• [Source]:

- Directed by: Jack Arnold
- Written by: Morton Wishengrad
- Produced by: Jack Arnold Lee Goodman
- Starring: Sam Levene
- Cinematography: Gerald Hirschfeld
- Edited by: Charles R. Senf
- Production company: Promotional Films Co. for the International Ladies Garment Workers Union
- Release date: June 15, 1950;
- Running time: 52 minutes
- Country: United States
- Language: English

= With These Hands (film) =

1950 film

With These Hands is a 1950 documentary film presented in flashbacks directed by Jack Arnold and starring Sam Levene as Alexander Brody; originally created for showing to members of the International Ladies Garment Workers Union, the film opened June 15, 1950 at the 1,100-seat Gotham Theatre. The film was nominated for an Academy Award for Best Documentary Feature.

The film recreates Triangle Shirtwaist Factory fire and compares working conditions of the 1910s with the 1950s.

• [Required actions]:
a: Please reproduce the passage of the film page from "With These Hands is" up to and including "Best Documentary Feature.".
b: Leaving out the producers line, list the people named in the credit lines at the top of the film page.

• [Given data]:

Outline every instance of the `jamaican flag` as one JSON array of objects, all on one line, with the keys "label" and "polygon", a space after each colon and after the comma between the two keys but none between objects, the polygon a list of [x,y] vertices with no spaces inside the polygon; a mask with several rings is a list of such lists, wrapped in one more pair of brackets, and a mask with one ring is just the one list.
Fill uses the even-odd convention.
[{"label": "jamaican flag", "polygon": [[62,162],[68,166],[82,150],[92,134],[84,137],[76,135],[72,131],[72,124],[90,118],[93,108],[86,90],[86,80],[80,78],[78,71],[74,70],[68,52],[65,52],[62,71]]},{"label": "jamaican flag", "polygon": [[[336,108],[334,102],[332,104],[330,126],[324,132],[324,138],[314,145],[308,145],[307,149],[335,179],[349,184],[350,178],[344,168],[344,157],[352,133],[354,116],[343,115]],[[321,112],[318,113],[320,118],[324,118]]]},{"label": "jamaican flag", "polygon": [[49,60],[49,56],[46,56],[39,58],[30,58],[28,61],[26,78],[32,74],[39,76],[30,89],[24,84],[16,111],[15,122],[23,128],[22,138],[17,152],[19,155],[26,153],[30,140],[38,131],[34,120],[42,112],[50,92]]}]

• [Set of answers]:
a:
With These Hands is a 1950 documentary film presented in flashbacks directed by Jack Arnold and starring Sam Levene as Alexander Brody; originally created for showing to members of the International Ladies Garment Workers Union, the film opened June 15, 1950 at the 1,100-seat Gotham Theatre. The film was nominated for an Academy Award for Best Documentary Feature.

b:
Jack Arnold
Morton Wishengrad
Sam Levene
Gerald Hirschfeld
Charles R. Senf